=== THE REQUEST ===
Reproduce every line of the listing below word for word, changing nothing.
□ □ □
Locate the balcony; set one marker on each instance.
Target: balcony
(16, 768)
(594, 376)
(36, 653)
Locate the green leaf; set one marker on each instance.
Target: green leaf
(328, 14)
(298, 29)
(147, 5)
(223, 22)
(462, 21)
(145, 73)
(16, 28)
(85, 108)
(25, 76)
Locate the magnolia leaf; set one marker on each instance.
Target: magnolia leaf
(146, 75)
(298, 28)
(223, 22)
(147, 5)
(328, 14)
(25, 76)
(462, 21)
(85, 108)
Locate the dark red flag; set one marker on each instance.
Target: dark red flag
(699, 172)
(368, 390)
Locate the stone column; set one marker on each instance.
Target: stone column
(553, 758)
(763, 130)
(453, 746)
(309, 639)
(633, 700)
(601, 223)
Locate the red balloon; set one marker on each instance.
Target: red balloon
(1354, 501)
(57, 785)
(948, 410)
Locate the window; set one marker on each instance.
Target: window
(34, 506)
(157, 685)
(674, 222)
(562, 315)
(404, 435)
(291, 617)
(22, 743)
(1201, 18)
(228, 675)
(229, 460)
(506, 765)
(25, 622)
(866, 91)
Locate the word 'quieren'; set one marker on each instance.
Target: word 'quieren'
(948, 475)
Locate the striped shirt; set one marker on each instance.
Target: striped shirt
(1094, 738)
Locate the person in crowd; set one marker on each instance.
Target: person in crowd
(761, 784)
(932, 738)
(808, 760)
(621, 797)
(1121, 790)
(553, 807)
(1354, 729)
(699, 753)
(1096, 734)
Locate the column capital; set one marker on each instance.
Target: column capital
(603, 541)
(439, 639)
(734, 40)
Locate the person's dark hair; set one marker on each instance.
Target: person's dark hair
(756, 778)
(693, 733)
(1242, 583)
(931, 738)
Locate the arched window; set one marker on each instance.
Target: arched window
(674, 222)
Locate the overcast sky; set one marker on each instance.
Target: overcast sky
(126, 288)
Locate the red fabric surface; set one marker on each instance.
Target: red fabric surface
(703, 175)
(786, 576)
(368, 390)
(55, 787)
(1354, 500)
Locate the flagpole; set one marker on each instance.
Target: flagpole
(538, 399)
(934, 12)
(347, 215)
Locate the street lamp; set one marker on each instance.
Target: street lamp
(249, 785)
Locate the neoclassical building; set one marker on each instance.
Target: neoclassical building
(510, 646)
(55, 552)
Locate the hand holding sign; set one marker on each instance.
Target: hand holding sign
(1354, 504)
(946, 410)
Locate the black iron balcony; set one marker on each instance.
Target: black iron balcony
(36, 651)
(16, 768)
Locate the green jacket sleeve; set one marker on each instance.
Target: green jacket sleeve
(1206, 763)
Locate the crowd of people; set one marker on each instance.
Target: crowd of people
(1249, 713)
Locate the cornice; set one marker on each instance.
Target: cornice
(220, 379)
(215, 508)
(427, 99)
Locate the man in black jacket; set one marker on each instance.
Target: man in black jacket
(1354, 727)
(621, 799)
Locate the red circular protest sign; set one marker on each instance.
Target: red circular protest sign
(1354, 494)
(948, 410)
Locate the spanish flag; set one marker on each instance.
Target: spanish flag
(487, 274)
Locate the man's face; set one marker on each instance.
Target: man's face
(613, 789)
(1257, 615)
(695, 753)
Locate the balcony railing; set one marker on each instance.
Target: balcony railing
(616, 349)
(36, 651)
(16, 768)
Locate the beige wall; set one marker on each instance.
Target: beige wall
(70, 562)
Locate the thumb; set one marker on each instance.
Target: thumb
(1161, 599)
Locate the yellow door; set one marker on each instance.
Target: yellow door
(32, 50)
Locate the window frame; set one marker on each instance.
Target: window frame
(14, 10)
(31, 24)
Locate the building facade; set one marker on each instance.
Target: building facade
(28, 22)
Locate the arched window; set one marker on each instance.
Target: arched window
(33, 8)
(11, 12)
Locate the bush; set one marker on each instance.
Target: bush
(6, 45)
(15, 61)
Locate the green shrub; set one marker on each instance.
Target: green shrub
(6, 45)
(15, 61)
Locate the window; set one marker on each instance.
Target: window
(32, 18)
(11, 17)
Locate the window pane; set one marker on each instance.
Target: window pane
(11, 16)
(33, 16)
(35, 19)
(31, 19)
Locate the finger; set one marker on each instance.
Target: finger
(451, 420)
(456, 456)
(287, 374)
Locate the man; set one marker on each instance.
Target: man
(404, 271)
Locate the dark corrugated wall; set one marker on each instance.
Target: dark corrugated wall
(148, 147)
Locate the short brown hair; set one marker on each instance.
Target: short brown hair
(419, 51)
□ □ □
=== RESPONSE TO THIS TASK ===
Locate the balcony; set one marker on each instance.
Target: balcony
(16, 768)
(594, 376)
(36, 653)
Locate the green leaf; set one marker on each instance.
Target: green leaf
(328, 14)
(298, 29)
(147, 5)
(223, 22)
(462, 21)
(145, 73)
(16, 28)
(85, 108)
(25, 76)
Locate the magnolia leaf; set one marker on each instance.
Target: magnolia leaf
(146, 75)
(298, 28)
(223, 22)
(147, 5)
(328, 14)
(25, 76)
(462, 21)
(85, 108)
Locate the dark red flag; set one marker on each instance.
Target: dark red flag
(699, 172)
(368, 390)
Locate the stone column; set one marker on each instance.
Target: stone column
(553, 758)
(763, 130)
(453, 746)
(309, 639)
(633, 700)
(601, 223)
Locate the red balloon; set one marker on each instance.
Target: red balloon
(1354, 501)
(57, 785)
(948, 410)
Locate the window; set one marker on each instance.
Target: window
(34, 506)
(157, 685)
(674, 222)
(562, 315)
(404, 435)
(291, 617)
(22, 743)
(1201, 18)
(228, 675)
(229, 460)
(506, 765)
(25, 622)
(866, 91)
Locate the word 'quieren'; set one marker on each instance.
Target: word 'quieren'
(948, 475)
Locate the striped shirt; set one marker on each instance.
Target: striped shirt
(1094, 738)
Locate the person in crowd; set one marker on each instance.
Target: person in crowd
(761, 784)
(932, 738)
(808, 760)
(621, 797)
(1121, 790)
(553, 807)
(1354, 729)
(699, 753)
(1096, 734)
Locate the column capital; set one marker on each instance.
Target: column capital
(603, 541)
(439, 639)
(734, 40)
Locate the person's dark hair; set one marker on each instance.
Target: person's dark hair
(756, 778)
(693, 733)
(1242, 583)
(931, 738)
Locate the arched window; set one marker on each instance.
Target: arched window
(674, 222)
Locate the overcast sky; set one marker on each instance.
Target: overcast sky
(126, 288)
Locate the red fabric surface; set one marker on each instance.
Target: red fabric surface
(703, 175)
(786, 576)
(368, 390)
(55, 787)
(1354, 500)
Locate the flagpole; set one marker on each instance.
Target: flagpole
(538, 399)
(934, 12)
(347, 215)
Locate the street lamp; set one marker on each instance.
Target: street lamp
(249, 785)
Locate the neoclassical building; set one marker on each instance.
Target: neoclassical building
(510, 646)
(55, 552)
Locate the hand holding sign; set one marker on each instance.
Target: hand holding sign
(1354, 504)
(946, 410)
Locate the black iron balcony; set one marker on each instance.
Target: black iron balcony
(36, 651)
(16, 768)
Locate the green jacket sleeve; set one marker on each instance.
Target: green jacket sleeve
(1206, 763)
Locate the crowd of people; set one marker on each instance.
Target: crowd of people
(1249, 713)
Locate the cornice; set one marker on each instance.
Target: cornice
(220, 379)
(215, 508)
(427, 99)
Locate the man in black jacket; set one marker on each instance.
Target: man in black jacket
(1354, 727)
(621, 799)
Locate the red circular protest sign; set one marker on each instance.
Target: red circular protest sign
(1354, 494)
(948, 410)
Locate the spanish flag; set one marker on each instance.
Target: spanish flag
(487, 274)
Locate the man's face; set one marker on each instance.
Target: man's face
(613, 789)
(1257, 615)
(695, 753)
Locate the balcony railing; set one marker on each instance.
Target: balcony railing
(616, 349)
(36, 651)
(16, 768)
Locate the beige wall; set one marker on each instance.
Target: beige wall
(70, 562)
Locate the thumb; set one marker on each instance.
Target: thumb
(1161, 599)
Locate the yellow door; set one marker on each instance.
Target: yellow door
(32, 50)
Locate the window frame; set one marker on each instance.
Target: window frame
(14, 10)
(31, 24)
Locate the building facade; set one marker on each instance.
Target: building facade
(28, 22)
Locate the arched window; set one marker on each instance.
Target: arched window
(33, 8)
(11, 12)
Locate the bush; set one marker on each instance.
Target: bush
(6, 45)
(15, 61)
Locate the green shrub; set one marker on each instance.
Target: green shrub
(6, 45)
(15, 61)
Locate the window; set one marker on each instance.
Target: window
(32, 18)
(11, 17)
Locate the window pane; set one marker on each instance.
Target: window pane
(11, 16)
(33, 16)
(35, 19)
(31, 19)
Locate the finger; set one marker on each instance.
Target: finger
(451, 420)
(456, 456)
(287, 374)
Locate the man; set one marker on each instance.
Target: man
(404, 271)
Locate the dark corrugated wall; set one marker on each instance.
Target: dark corrugated wall
(148, 147)
Locate the short brown hair; set one marker on each instance.
Target: short brown hair
(419, 51)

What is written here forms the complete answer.